1 Dicembre 2018 - di Luca Ricolfi

EconomiaPolitica

Nel medio periodo i mercati finanziari valutano i conti pubblici di un paese in base ai suoi fondamentali, nel breve periodo, invece, nella valutazione dei mercati, quella che determina il famigerato spread, entrano anche molteplici fattori di natura politica, psicologica, congiunturale.

In questo momento, nella zona Euro, tutti i paesi sono giudicati dai mercati grosso modo in linea con i loro fondamentali, con una sola eccezione: l’Italia. In Italia lo spread è pari a 300 punti base, ma di questi 300 punti solo la metà circa è attribuibile allo stato dei nostri fondamentali. In concreto vuol dire: se i mercati non fossero influenzati da fattori anomali, lo spread sarebbe prossimo a 150 punti, e tutti vivremmo sonni più tranquilli.

Come se non bastasse, a questa cattiva disposizione (posso chiamarla così?) dei mercati si addiziona la pessima disposizione delle autorità europee, che minacciano l’avvio di una proceduta di infrazione verso l’Italia, colpevole di aver presentato una manovra di bilancio che viola le regole di Bruxelles.

E’ in questo clima che, molto timidamente e in modo volutamente ambiguo, il governo si appresta a modificare (o “rimodulare”, come si dice quando si vuole dire e non dire) la manovra economica con cui intende far uscire l’Italia dalle secche della bassa crescita.

E’ opportuno mettere mano a una sostanziosa correzione della manovra?

Io penso di sì, ma ritengo anche che una tale correzione non dovrebbe preoccuparsi tanto di salvare la faccia alle autorità europee, quanto di riportare i mercati alla ragione, ossia a valutare l’Italia per quel che sono i suoi fondamentali. Provo a dire perché.

Primo. Il vero danno all’Italia non verrà dalle sanzioni europee, ma è già venuto dall’aumento dello spread. Se non ce ne siamo ancora accorti granché è solo perché gli effetti negativi generali si vedranno fra un anno circa, ossia quando gli interessi sui prestiti e sui mutui cominceranno a strangolare famiglie e imprese, mentre gli effetti negativi immediati hanno finora colpito “solo” (si fa per dire) 1 risparmiatore su 4, ossia i possessori di ricchezza finanziaria sensibile (azioni, obbligazioni, titoli di stato). E’ facile prevedere che se, fra qualche mese, le perdite virtuali dei risparmiatori italiani (circa 200 miliardi di euro dalla data delle elezioni) non dovessero essere recuperate grazie a un calo dello spread e un recupero della borsa, assisteremo al progressivo consolidarsi del partito del “I want my money back”, ovvero “rivoglio i miei soldi indietro”, secondo la famosa rivendicazione di Margareth Thatcher (verso l’Europa).

Secondo. Contrariamente a quanto si potrebbe supporre dai dibattiti in corso, la vera fonte di tensione sui mercati non è il deficit (che da diversi anni oscilla intorno al livello programmato dal governo gialloverde), ma l’evoluzione del rapporto debito-Pil. Quel che preoccupa è la scarsa determinazione del governo nel perseguirne la sua riduzione, e ancor più la convinzione della stragrande maggioranza degli analisti che, sia nel 2019 sia negli anni successivi, il Pil dell’Italia crescerà meno del previsto, rendendo così ancora più improbabile l’avvio di un percorso di riduzione del rapporto debito-Pil.

===============

:: Problema 1 ::
Nei record, dall'inizio fino alla riga con "positive clicks: (175, 233)" compresa, sostituisca "box" con "frame" lasciando invariato tutto il resto. Riporti soltanto quelle righe, senza le immagini.

Dati memorizzati

===============

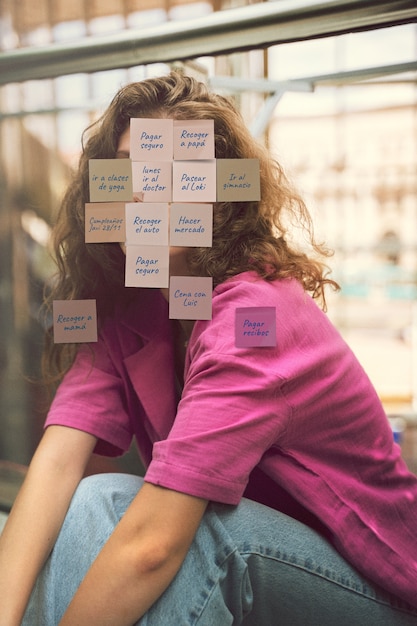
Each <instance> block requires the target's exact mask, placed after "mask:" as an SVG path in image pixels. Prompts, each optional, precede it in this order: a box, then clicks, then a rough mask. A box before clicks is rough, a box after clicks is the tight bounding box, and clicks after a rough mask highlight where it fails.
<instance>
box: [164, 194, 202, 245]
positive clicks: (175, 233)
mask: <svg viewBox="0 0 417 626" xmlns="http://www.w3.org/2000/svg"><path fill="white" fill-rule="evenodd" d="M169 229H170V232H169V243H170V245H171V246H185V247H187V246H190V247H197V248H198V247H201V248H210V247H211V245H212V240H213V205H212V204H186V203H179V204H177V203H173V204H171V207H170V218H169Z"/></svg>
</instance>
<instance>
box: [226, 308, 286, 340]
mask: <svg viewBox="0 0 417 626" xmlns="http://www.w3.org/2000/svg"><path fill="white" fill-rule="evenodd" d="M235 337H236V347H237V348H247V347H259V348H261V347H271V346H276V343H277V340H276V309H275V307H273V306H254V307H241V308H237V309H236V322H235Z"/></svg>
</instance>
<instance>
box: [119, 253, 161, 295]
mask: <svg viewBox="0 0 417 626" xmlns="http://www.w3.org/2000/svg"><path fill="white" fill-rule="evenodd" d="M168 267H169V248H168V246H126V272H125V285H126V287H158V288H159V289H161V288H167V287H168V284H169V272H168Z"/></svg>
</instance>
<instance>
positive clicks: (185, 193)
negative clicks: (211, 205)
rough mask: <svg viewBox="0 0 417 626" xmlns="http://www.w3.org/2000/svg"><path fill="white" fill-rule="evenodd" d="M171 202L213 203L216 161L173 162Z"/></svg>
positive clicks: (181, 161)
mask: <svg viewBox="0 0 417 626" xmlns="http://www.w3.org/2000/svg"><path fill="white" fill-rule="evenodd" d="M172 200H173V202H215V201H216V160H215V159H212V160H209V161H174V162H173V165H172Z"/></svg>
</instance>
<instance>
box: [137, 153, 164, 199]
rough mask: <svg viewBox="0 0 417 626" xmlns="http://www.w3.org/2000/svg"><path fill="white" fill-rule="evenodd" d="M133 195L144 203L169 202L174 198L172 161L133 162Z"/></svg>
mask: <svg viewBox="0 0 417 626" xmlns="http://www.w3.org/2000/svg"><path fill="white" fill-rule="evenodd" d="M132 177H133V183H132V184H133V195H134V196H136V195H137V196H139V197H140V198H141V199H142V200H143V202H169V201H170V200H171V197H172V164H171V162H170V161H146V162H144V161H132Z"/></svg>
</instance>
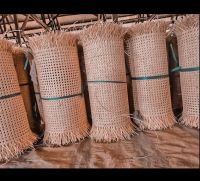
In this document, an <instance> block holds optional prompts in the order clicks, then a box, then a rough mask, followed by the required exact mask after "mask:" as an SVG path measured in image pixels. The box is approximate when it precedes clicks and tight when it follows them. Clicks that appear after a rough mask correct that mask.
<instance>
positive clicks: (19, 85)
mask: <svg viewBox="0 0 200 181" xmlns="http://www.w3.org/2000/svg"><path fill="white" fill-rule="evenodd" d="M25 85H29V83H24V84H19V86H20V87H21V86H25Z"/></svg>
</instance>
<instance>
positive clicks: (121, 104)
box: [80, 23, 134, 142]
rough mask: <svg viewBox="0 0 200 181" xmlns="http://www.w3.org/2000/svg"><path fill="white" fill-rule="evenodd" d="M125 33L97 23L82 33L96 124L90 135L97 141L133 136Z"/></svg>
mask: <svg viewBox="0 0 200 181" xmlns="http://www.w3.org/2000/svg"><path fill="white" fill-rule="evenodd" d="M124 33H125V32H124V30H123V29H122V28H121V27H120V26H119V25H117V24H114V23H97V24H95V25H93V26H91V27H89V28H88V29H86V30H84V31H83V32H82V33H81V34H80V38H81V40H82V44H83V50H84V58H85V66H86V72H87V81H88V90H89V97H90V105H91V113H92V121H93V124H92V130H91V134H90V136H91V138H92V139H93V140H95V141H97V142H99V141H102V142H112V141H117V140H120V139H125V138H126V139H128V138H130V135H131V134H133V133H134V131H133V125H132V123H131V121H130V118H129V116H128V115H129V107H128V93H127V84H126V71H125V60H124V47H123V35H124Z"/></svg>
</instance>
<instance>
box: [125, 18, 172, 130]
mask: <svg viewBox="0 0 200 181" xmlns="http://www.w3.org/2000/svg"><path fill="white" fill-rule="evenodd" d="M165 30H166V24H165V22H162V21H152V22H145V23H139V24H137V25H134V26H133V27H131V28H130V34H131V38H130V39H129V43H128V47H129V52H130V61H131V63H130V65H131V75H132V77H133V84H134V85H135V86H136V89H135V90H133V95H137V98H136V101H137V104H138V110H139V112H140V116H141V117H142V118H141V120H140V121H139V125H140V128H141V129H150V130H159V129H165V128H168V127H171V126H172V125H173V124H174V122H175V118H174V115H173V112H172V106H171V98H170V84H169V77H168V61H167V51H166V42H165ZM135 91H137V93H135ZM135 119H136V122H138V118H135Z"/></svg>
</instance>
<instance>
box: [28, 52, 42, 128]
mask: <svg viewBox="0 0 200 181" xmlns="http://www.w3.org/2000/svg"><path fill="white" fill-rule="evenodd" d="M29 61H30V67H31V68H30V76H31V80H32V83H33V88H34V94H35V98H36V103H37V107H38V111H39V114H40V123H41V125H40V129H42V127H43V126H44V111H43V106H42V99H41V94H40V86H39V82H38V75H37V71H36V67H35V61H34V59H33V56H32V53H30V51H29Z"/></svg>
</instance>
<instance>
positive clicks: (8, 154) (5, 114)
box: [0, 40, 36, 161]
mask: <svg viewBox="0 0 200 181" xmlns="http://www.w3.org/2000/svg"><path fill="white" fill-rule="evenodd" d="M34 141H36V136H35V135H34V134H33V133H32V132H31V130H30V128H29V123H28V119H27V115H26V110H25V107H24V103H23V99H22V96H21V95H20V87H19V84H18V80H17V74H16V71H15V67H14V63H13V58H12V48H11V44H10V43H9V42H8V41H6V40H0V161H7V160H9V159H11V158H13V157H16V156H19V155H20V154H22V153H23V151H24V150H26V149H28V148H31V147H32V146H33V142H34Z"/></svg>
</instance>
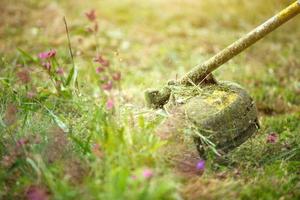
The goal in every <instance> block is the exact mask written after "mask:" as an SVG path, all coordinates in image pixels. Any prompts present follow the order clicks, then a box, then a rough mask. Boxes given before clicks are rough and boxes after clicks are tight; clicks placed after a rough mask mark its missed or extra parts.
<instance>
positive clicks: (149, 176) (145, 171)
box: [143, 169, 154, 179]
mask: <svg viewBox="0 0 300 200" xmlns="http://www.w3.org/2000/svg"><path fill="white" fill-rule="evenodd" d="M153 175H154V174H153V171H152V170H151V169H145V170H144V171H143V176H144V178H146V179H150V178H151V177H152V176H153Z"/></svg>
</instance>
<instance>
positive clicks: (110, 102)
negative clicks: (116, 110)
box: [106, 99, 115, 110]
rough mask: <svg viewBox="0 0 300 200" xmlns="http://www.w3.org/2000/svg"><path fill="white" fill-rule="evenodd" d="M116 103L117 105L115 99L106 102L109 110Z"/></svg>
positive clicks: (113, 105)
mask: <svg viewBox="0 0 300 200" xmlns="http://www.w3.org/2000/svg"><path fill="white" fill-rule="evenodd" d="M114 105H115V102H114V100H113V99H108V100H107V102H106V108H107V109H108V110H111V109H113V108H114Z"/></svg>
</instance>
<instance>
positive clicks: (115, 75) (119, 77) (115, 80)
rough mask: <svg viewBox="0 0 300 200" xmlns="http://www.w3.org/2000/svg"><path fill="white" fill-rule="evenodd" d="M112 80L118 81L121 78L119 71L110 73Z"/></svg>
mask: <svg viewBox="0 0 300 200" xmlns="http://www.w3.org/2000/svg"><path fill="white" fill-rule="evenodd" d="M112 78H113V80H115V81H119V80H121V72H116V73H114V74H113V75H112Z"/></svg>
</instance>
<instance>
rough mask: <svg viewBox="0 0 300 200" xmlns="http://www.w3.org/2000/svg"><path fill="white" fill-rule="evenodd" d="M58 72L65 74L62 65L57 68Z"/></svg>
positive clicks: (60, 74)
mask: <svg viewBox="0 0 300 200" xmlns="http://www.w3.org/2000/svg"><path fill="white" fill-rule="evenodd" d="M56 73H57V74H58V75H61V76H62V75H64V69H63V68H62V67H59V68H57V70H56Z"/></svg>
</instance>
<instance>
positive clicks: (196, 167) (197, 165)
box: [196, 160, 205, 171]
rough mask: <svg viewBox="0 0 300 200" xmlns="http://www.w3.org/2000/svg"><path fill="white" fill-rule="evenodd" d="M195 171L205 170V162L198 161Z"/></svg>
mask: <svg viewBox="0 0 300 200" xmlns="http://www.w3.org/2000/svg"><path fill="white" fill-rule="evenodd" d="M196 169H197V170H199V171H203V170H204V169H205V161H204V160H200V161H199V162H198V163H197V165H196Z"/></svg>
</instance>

===============

:: Problema 2 ::
Riproduca fedelmente il passo dell'articolo sullo spread da "E’ in questo" fino a "a dire perché." compreso.

:: Risultato dell'esercizio 1 ::
Each <instance> block requires the target's exact mask, placed after "mask:" as an SVG path in image pixels. Prompts, each optional, precede it in this order: a frame, then clicks, then a rough mask. A frame before clicks is rough, a frame after clicks is the tight bounding frame, and clicks after a rough mask highlight where it fails.
<instance>
frame: [164, 194, 202, 245]
positive clicks: (175, 233)

:: Risultato dell'esercizio 2 ::
E’ in questo clima che, molto timidamente e in modo volutamente ambiguo, il governo si appresta a modificare (o “rimodulare”, come si dice quando si vuole dire e non dire) la manovra economica con cui intende far uscire l’Italia dalle secche della bassa crescita.

E’ opportuno mettere mano a una sostanziosa correzione della manovra?

Io penso di sì, ma ritengo anche che una tale correzione non dovrebbe preoccuparsi tanto di salvare la faccia alle autorità europee, quanto di riportare i mercati alla ragione, ossia a valutare l’Italia per quel che sono i suoi fondamentali. Provo a dire perché.